***** Data to use

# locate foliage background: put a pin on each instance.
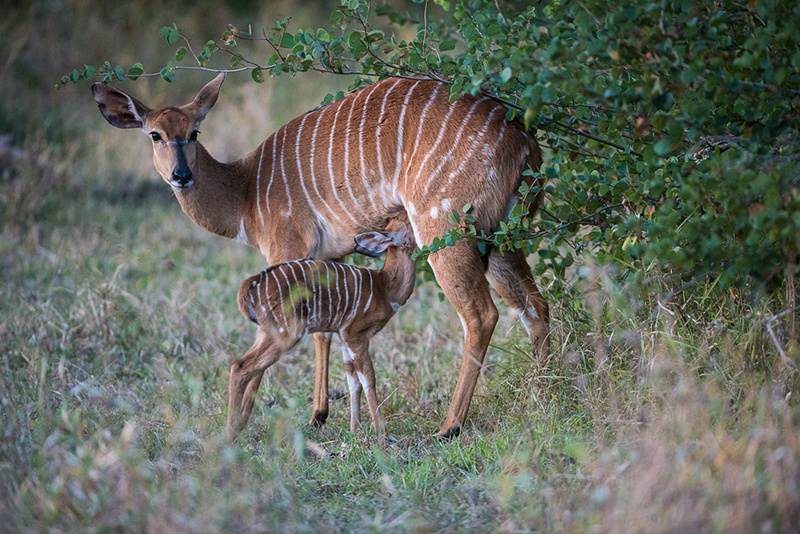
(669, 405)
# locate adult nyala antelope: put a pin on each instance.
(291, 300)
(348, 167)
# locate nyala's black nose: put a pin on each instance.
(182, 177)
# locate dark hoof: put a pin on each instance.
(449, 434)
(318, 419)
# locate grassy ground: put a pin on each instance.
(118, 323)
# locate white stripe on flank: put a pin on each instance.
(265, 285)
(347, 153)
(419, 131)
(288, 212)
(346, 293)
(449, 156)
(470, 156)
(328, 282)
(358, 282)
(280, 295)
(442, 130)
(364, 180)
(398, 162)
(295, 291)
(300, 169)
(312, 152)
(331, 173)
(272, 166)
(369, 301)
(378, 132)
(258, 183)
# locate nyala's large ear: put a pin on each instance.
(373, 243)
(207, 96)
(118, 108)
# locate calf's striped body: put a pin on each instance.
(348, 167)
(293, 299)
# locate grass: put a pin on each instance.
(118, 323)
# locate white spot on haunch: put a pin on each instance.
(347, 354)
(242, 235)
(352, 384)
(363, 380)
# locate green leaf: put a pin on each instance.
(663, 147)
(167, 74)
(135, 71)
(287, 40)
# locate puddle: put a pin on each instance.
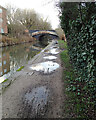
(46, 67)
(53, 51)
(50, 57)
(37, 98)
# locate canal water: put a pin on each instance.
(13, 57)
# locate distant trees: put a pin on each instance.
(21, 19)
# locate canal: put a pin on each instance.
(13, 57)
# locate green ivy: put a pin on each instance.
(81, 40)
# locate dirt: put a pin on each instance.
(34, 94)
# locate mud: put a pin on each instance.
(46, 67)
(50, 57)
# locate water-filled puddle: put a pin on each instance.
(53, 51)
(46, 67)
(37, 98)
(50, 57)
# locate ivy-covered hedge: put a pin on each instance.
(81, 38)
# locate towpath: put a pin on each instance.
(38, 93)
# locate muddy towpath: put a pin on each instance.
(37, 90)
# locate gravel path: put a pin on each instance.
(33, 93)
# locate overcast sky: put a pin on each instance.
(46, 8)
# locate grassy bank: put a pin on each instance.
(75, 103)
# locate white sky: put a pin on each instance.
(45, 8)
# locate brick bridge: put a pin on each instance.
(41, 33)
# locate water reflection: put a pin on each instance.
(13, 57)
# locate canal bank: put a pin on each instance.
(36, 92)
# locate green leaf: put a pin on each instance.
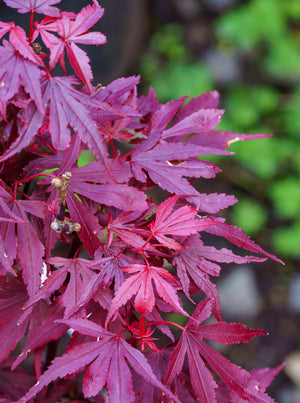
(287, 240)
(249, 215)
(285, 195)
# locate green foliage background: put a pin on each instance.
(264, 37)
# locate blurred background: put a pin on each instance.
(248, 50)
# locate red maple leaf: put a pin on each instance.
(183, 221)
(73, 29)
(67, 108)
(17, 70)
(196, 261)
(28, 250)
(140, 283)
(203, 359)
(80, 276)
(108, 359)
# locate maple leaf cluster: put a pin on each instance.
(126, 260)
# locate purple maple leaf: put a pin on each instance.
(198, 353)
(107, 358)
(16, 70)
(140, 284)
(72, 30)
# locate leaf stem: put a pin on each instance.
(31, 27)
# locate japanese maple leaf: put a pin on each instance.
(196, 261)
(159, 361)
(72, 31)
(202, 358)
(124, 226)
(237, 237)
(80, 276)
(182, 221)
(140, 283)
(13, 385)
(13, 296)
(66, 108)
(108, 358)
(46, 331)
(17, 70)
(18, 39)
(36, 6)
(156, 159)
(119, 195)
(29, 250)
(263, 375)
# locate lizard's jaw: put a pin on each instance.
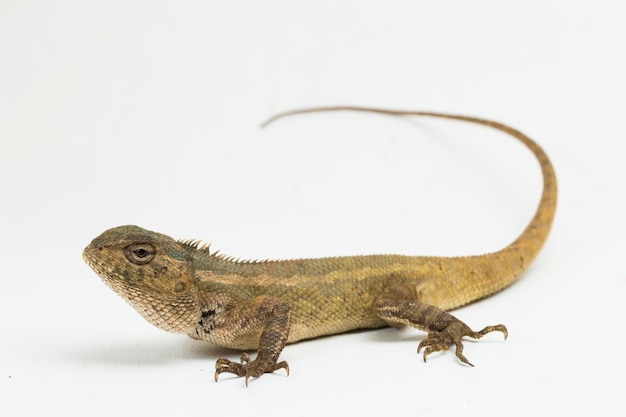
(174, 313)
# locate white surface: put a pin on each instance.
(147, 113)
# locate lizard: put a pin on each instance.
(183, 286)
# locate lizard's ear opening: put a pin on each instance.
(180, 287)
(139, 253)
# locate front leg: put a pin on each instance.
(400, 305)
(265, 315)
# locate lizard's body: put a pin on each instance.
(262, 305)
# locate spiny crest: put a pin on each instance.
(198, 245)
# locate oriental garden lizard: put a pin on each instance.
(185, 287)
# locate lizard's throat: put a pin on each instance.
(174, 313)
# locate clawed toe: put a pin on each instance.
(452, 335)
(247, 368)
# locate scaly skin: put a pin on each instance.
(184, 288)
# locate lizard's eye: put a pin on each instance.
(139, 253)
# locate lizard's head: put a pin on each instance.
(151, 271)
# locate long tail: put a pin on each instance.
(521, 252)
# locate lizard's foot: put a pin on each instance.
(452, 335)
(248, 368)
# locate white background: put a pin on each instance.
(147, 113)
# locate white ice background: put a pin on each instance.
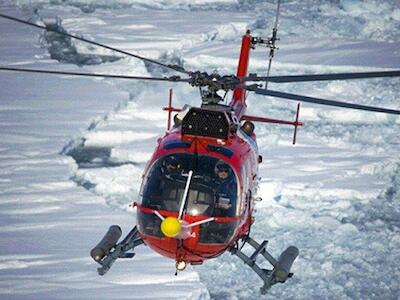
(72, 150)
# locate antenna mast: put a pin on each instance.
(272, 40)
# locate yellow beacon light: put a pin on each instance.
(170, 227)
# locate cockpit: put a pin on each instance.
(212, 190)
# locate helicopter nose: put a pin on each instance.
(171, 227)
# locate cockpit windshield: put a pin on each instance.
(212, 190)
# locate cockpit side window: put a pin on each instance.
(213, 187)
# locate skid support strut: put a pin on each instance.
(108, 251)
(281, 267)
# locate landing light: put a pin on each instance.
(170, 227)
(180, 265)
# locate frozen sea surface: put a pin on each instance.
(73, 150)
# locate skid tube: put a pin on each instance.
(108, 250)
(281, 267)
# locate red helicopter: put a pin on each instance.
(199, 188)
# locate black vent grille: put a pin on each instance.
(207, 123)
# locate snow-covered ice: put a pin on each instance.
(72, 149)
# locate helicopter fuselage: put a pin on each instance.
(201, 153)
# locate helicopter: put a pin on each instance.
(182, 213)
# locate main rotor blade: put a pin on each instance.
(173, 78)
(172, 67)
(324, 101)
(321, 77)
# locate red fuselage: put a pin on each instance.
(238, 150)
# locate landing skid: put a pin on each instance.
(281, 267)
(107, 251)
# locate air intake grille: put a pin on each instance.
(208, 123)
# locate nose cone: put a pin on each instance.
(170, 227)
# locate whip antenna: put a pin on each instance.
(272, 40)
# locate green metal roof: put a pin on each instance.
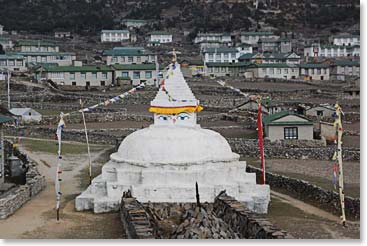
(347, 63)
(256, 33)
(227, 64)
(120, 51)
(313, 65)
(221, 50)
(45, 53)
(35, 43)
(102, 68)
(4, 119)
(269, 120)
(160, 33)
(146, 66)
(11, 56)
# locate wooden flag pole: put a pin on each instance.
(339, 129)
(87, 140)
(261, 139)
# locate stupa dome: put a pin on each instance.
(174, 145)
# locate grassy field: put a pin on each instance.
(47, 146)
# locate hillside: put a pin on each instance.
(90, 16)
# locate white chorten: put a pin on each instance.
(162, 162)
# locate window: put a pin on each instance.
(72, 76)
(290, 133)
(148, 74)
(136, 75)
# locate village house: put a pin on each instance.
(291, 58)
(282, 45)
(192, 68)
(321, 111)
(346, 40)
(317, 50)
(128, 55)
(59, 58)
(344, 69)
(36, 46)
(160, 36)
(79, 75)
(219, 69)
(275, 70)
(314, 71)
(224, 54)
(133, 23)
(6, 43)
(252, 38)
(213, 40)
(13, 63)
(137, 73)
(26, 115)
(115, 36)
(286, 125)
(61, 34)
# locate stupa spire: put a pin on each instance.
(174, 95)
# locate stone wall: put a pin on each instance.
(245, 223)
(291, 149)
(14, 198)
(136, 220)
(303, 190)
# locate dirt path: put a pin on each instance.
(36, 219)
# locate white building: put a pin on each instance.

**********

Could you print the data exactly as it appears and keep the pictures out?

# locate foliage background: put a pin on each instance.
(669, 405)
# locate adult nyala antelope: put a pin on each instance.
(291, 300)
(348, 167)
# locate nyala's black nose: put a pin on each instance.
(182, 177)
# locate dark hoof: put a pin on each instance.
(449, 434)
(318, 419)
# locate grassy ground: put a pin on each instance.
(118, 323)
# locate white stripe on flank: put a pin on each instance.
(265, 285)
(347, 153)
(419, 131)
(288, 212)
(346, 293)
(449, 156)
(470, 156)
(328, 282)
(358, 282)
(280, 295)
(442, 130)
(364, 180)
(398, 162)
(295, 291)
(300, 169)
(312, 152)
(331, 173)
(272, 166)
(369, 301)
(378, 132)
(258, 183)
# locate nyala's large ear: put a pin on each instance.
(373, 243)
(207, 96)
(118, 108)
# locate calf's striped body: put a pin on each instance.
(348, 167)
(293, 299)
# locate grass: put a pin on each instance.
(118, 323)
# locate white spot on haunch: put a pin on each instance.
(347, 354)
(242, 235)
(352, 384)
(363, 380)
# locate green leaf: put a pin on each instance.
(663, 147)
(167, 74)
(135, 71)
(287, 40)
# locate puddle: put a pin on each instance.
(46, 67)
(53, 51)
(50, 57)
(37, 98)
# locate canal water: put a pin on each instance.
(13, 57)
# locate distant trees: put a pin on each instance.
(21, 19)
# locate canal: put a pin on each instance.
(13, 57)
# locate green ivy: put a pin on each instance.
(81, 40)
# locate dirt: put a pin on each instance.
(34, 94)
# locate mud: put a pin on each instance.
(46, 67)
(50, 57)
# locate water-filled puddle: put a pin on each instance.
(53, 51)
(46, 67)
(37, 98)
(50, 57)
# locate ivy-covered hedge: put a pin on each instance.
(81, 38)
# locate towpath: put a pin on each instance.
(38, 93)
# locate muddy towpath: put a pin on each instance.
(37, 90)
# locate gravel path: put a pin on each instance.
(33, 93)
# locate overcast sky: put a pin on each instance.
(46, 8)
# locate grassy bank: put a pin on each instance.
(75, 103)
# locate white sky: put a pin on each instance.
(45, 8)
# locate brick bridge: put a pin on each instance.
(41, 33)
# locate water reflection: put a pin on each instance.
(13, 57)
# locate canal bank: put a pin on each instance.
(36, 92)
# locate green leaf: put a pin on each instance.
(287, 240)
(249, 215)
(285, 195)
# locate green foliage background: put a pin on each instance.
(264, 37)
# locate blurred background: put a pin on each instance.
(248, 50)
# locate red maple leaf: put a pin on each instance.
(183, 221)
(73, 29)
(67, 108)
(17, 70)
(196, 261)
(28, 250)
(140, 283)
(203, 359)
(80, 276)
(108, 359)
# locate maple leaf cluster: put a pin on each instance.
(126, 260)
# locate purple maple leaf: put a pin on each instance.
(198, 353)
(107, 358)
(16, 70)
(140, 284)
(72, 30)
# locate leaf stem: put a pin on each instance.
(31, 27)
# locate japanese maple leaf: put a pin on each instance.
(196, 261)
(159, 361)
(72, 31)
(202, 358)
(124, 226)
(237, 237)
(80, 276)
(182, 221)
(140, 283)
(13, 385)
(13, 296)
(66, 108)
(108, 358)
(46, 331)
(17, 70)
(18, 39)
(36, 6)
(156, 159)
(119, 195)
(29, 250)
(263, 375)
# locate lizard's jaw: put a pin on each instance.
(174, 313)
# locate white surface: put a pin on each instance.
(147, 113)
# locate lizard: put a pin on each instance.
(183, 286)
# locate lizard's ear opening: put a pin on each instance.
(180, 287)
(139, 253)
# locate front leg: put a pin on each instance.
(400, 305)
(265, 315)
# locate lizard's body: put a pin on each instance.
(262, 305)
# locate spiny crest: put a pin on each instance.
(198, 245)
# locate oriental garden lizard: put a pin on each instance.
(185, 287)
# locate lizard's throat: put a pin on each instance.
(174, 313)
# locate clawed toe: put a pin on each instance.
(452, 335)
(247, 368)
# locate scaly skin: put a pin on each instance.
(184, 288)
# locate lizard's eye: put a pin on each instance.
(139, 253)
# locate lizard's head: put a pin on each instance.
(151, 271)
# locate long tail: put a pin on each instance.
(521, 252)
# locate lizard's foot: put a pin on each instance.
(452, 335)
(248, 368)
# locate white background: put a pin on each instance.
(147, 113)
# locate white ice background: put a pin on each instance.
(72, 150)
# locate antenna mast: put a pin on each instance.
(272, 40)
# locate yellow beacon light: put a pin on each instance.
(170, 227)
# locate cockpit: put a pin on each instance.
(212, 190)
# locate helicopter nose: put a pin on each instance.
(171, 227)
# locate cockpit windshield: put a pin on each instance.
(212, 190)
# locate cockpit side window: put a pin on each instance.
(213, 187)
# locate skid support strut: put a pin on each instance.
(108, 251)
(281, 267)
# locate landing light: put a pin on each instance.
(170, 227)
(180, 265)
# locate frozen sea surface: put a pin on each instance.
(73, 150)
# locate skid tube: put a pin on each instance.
(108, 250)
(281, 267)
# locate red helicopter: put a pin on each instance.
(199, 188)
# locate black vent grille: put a pin on each instance.
(207, 123)
# locate snow-covered ice: put a pin on each instance.
(72, 149)
# locate helicopter fuselage: put a pin on each instance.
(201, 153)
# locate helicopter: put a pin on each instance.
(182, 213)
# locate main rotor blade: put a pin on each instance.
(173, 78)
(172, 67)
(324, 101)
(321, 77)
# locate red fuselage: put a pin on each instance.
(238, 150)
# locate landing skid: put a pin on each instance.
(281, 267)
(107, 251)
# locate air intake grille: put a pin on each instance.
(208, 123)
# locate nose cone: put a pin on each instance.
(170, 227)
# locate whip antenna: put a pin on each instance.
(272, 40)
# locate green metal roof: put a pin on each instance.
(347, 63)
(256, 33)
(227, 64)
(120, 51)
(313, 65)
(221, 50)
(45, 53)
(35, 43)
(102, 68)
(4, 119)
(269, 120)
(160, 33)
(146, 66)
(11, 56)
# locate wooden flag pole: put a pin on each instance.
(339, 129)
(87, 140)
(261, 139)
# locate stupa dome: put a pin on each instance.
(174, 145)
# locate grassy field: put a pin on each instance.
(47, 146)
# locate hillside: put a pin on each instance.
(90, 16)
# locate white chorten: put a pin on each instance.
(162, 162)
# locate window: put a pin on each instance.
(72, 76)
(290, 133)
(148, 74)
(136, 75)
# locate village house: put a pin on each instance.
(291, 58)
(282, 45)
(192, 68)
(321, 111)
(346, 40)
(317, 50)
(128, 55)
(59, 58)
(344, 69)
(36, 46)
(160, 36)
(79, 75)
(219, 69)
(275, 70)
(314, 71)
(224, 54)
(133, 23)
(6, 43)
(252, 38)
(213, 40)
(13, 63)
(137, 73)
(26, 115)
(115, 36)
(286, 125)
(61, 34)
# locate stupa spire: put a pin on each instance.
(174, 95)
# locate stone wall: put a pin on each instance.
(245, 223)
(291, 149)
(14, 198)
(136, 220)
(303, 190)
# locate dirt path: put a pin on each instance.
(36, 219)
# locate white building: put a pin on each instance.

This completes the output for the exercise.